Stored dataset items
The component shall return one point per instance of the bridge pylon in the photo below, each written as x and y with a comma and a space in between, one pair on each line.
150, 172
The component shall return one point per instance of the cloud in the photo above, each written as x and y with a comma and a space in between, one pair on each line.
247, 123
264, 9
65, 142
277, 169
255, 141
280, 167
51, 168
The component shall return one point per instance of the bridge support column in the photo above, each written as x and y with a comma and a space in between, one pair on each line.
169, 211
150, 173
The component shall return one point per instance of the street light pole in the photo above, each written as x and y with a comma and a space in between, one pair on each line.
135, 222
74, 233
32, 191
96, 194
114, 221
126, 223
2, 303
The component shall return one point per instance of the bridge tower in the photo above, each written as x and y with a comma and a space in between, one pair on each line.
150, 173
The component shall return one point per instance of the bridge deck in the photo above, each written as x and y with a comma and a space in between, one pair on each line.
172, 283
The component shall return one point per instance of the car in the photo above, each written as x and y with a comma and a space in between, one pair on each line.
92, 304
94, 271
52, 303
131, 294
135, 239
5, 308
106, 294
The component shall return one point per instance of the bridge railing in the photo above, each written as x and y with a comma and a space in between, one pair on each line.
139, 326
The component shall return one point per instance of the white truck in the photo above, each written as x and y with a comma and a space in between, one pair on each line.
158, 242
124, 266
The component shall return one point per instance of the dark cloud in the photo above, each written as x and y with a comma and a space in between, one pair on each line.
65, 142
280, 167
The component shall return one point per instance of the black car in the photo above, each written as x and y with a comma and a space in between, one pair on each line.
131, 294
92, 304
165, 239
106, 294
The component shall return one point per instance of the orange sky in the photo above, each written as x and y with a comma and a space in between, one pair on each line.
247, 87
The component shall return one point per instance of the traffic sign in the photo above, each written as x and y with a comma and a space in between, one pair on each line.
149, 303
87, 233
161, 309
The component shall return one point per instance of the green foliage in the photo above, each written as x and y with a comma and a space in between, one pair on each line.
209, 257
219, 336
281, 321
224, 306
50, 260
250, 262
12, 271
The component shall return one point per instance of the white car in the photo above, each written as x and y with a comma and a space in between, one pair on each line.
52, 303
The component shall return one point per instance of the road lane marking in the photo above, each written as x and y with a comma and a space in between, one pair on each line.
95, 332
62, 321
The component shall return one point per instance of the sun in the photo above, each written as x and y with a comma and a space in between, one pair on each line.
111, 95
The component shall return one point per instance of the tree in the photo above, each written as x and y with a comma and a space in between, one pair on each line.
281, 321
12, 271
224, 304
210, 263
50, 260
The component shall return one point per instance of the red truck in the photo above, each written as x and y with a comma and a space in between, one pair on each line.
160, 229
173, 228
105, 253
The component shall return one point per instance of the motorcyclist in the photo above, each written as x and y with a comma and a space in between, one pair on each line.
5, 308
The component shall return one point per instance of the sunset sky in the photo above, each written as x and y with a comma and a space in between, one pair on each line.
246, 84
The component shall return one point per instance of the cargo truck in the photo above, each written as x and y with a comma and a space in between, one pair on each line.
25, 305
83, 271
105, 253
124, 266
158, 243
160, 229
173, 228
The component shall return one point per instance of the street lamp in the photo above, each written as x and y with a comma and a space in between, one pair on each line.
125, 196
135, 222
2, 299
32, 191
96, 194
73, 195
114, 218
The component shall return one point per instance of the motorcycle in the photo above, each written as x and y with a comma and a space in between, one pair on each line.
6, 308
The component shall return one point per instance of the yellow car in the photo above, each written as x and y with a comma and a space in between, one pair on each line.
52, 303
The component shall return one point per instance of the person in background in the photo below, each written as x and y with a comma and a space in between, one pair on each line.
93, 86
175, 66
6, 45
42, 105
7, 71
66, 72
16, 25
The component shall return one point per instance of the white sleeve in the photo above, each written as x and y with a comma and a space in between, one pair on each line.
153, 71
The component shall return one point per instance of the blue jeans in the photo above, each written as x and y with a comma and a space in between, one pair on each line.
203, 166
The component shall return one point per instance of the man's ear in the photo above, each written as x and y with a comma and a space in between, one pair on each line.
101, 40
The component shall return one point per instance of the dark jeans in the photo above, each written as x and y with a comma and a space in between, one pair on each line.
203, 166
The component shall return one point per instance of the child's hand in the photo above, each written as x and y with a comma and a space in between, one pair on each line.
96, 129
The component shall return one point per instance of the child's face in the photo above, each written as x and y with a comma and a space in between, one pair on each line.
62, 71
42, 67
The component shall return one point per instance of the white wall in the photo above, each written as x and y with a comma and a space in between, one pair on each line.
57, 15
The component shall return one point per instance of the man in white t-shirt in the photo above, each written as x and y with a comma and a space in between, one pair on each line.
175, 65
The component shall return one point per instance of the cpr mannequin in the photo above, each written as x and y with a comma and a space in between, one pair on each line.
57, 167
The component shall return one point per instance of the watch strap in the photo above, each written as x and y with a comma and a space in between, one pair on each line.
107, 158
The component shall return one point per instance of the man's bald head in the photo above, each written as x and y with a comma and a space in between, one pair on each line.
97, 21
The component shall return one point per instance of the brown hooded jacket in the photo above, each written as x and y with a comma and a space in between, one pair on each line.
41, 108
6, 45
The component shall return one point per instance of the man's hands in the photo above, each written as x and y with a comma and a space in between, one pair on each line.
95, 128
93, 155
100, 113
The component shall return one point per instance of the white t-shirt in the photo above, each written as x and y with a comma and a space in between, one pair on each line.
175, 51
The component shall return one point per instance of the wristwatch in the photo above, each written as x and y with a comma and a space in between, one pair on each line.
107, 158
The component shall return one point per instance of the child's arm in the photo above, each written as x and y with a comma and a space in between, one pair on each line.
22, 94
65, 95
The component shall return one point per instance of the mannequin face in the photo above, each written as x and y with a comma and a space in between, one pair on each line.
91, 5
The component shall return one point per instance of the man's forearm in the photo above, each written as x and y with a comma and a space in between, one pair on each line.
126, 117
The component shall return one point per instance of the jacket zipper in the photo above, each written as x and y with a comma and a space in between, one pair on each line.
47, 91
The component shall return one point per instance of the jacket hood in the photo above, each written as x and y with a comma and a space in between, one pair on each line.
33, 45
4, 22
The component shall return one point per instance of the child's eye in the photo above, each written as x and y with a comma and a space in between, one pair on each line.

WRITTEN INSTRUCTION >> Extract all the entries word for word.

TASK OUTPUT >>
The component shall return one point per instance of the bridge pylon in the photo below, each written as x and y with a comma and a space in between, one pair on each line.
150, 172
The component shall return one point per instance of the cloud in the photo above, each written as x and y with a comma and a space in between, one pair on each line.
247, 123
264, 9
65, 142
277, 169
255, 141
280, 167
51, 168
The component shall return one point per instance of the bridge support column in the photo above, each written as x and y with a comma and a space in between, one pair on each line.
169, 211
150, 173
The component shall return one point per instance of the street light pole in the photo above, each written as x and y with a comma and a space in between, one pair on each line.
135, 222
74, 233
32, 191
96, 194
114, 221
126, 223
2, 303
The component shall return one point per instance of the bridge tower in the photo above, each written as x and y with a comma and a space in between, one pair on each line.
150, 173
The component shall return one point per instance of the bridge deck in the photo above, each written as x and y with a comma and a space in between, one pair on each line.
172, 283
The component shall return one point per instance of the car in the photo above, each written as x and y with a comma and a space in between, one pair on each line.
92, 304
94, 271
52, 303
131, 294
135, 239
5, 308
106, 294
The component shall return one point per instance of the bridge railing in the photo above, each written as x and y with a comma and a space in between, one pair on each line.
139, 326
The component shall return one point per instance of the white truck in the photo above, each written as x and y with a comma and a space in between, one pair on each line.
158, 242
124, 266
The component shall return one point per instance of the dark cloud in the photo above, each written as x and y with a comma and a space in between, one pair on each line.
65, 142
280, 167
The component shall return one point per instance of the black car in the photo above, each written as x and y with a comma and a space in between, one pair on each line.
131, 294
92, 304
165, 239
106, 294
The component shall return one point per instance of the orange sky in the photo above, each written as x and y with a comma and a space in between, one pair on each line.
247, 87
The component shall return one point per instance of the traffic sign in the photo above, each written as x and y with a comma and a space in between, one pair on each line.
149, 303
87, 233
161, 309
The component shall return one point per instance of the green foliage in the photo above, each written as x and y with a comma and a space in between, one pair on each line.
209, 257
219, 336
281, 321
224, 306
50, 260
250, 262
12, 271
The component shall return one point per instance of the white car in the photo above, each written as x and y with a comma and a space in between, one pair on each line.
52, 303
The component shall return one point per instance of the road lane marking in the photo above, each written as x and y with a comma and a space in between, one pair on each line.
95, 332
62, 321
The component shall return one point per instance of the sun in the photo above, each written as x and y with a comma and a space in between, one pair on each line.
111, 95
The component shall return one point per instance of the tree in the photo above, each written as x and y with a comma and a space in between, one pair on each line.
281, 321
12, 271
224, 304
210, 263
50, 260
The component shall return one point per instance of the red truck in the photo above, each written as x and y with a comma and a space in between, one pair on each line.
160, 229
173, 228
105, 253
The component shall return one point per instance of the motorcyclist in the photo above, each written as x and y with a comma and a space in between, one pair on each line.
5, 308
The component shall return one point per instance of the sunset sky in the photo above, each written as x and y with a comma and a space in between, one pair on each line.
246, 84
The component shall return one point per instance of the cargo truck in the photo above, each written as x and y with a comma and a space in between, one pair on each line.
25, 305
83, 271
105, 253
124, 266
158, 243
160, 229
173, 228
The component shall return one point per instance of the street lamp in the photo above, each written as x and y with a comma and a space in between, one pair on each line.
125, 196
135, 222
2, 299
32, 191
96, 194
73, 195
114, 218
The component shall return one point per instance of the motorcycle in the photo above, each written as x and y with a comma and a space in between, one pair on each line.
6, 308
The component shall return one point per instance of the yellow car in the photo above, each written as x and y with a comma and a space in between, one pair on each line.
52, 303
The component shall return one point per instance of the person in background in the photo below, each written as x and y with a comma and a space in between, one pair on each line.
93, 86
175, 66
6, 45
42, 105
7, 71
66, 72
16, 25
The component shall return one point per instance of the white sleeve in the photo above, each written as x and y with a comma and a space in between, one pair on each line.
153, 71
The component shall return one point per instance of the blue jeans in the photo above, each written as x and y with a comma and a space in between, one pair on each line.
203, 166
The component shall return one point per instance of the man's ear in the photo above, each written as x and y with a comma and a space in between, one pair on each line.
101, 40
The component shall return one point per instance of the dark jeans in the photo above, each written as x and y with a comma and a space in between, one pair on each line.
203, 166
The component shall return one point per instance of the child's hand in the photo above, each written as x and y with a comma and a space in between, one pair on each line.
96, 129
The component shall return one point per instance of the child's face in the photo above, each written as x and y with a comma and a space in between, one pair on each line.
62, 71
42, 67
The component shall return one point per instance of the white wall in the photo above, each written as x and y with a comma and a space in between, one pair on each line.
57, 15
The component shall return one point per instance of the man in white t-shirt in the photo above, each written as x and y with a comma and a space in between, one pair on each line.
175, 65
The component shall return one point per instance of the cpr mannequin in the photo above, each written as x and y with a comma and a space in between, one pair on each line.
57, 167
The component shall return one point per instance of the watch strap in the photo above, each written as x and y with a comma and a space in between, one pair on each line.
107, 158
The component shall return one point per instance of the man's bald head in the photo above, each written as x and y with a comma and a space in between, one pair on each line.
97, 21
The component shall return one point per instance of the brown hooded jacket in the photo above, each written as x and y with a comma and a space in between, one pair on each line.
41, 108
6, 45
The component shall return one point per instance of the man's hands in the photo above, each written as x and y with a comma and a space in between, one pair on each line.
95, 128
93, 155
100, 113
The component shall return one point per instance of the white t-shirt in the photo above, each written as x and y with a comma and a space in between, one pair on each line.
175, 51
The component shall return one point per instance of the wristwatch in the photo above, each written as x and y with a comma and a space in between, one pair on each line.
107, 158
The component shall return one point per instance of the child's arm in the photo above, each written as x and y with a comma and a space in between, one pair on each line.
22, 94
65, 95
The component shall return one point per instance of the mannequin face in the photo above, each written as x and y with a comma and a space in between, one pair on each line.
91, 5
The component shall return one point per instance of the man's forearm in the photo above, each written as x and y with a comma and a space in between, one pair on each line.
126, 117
The component shall return one point per instance of the jacket zipper in the photo above, each written as x and y with a comma and a space in between, one pair on each line.
47, 91
The component shall return one point per instance of the jacket hood in the photo above, each written as x and y with a comma and a space in between, one pair on each line.
33, 45
4, 22
The component shall return one point per instance of the child's eye in the photo above, each written as x and y with a comma and a space in between, one pair on each line.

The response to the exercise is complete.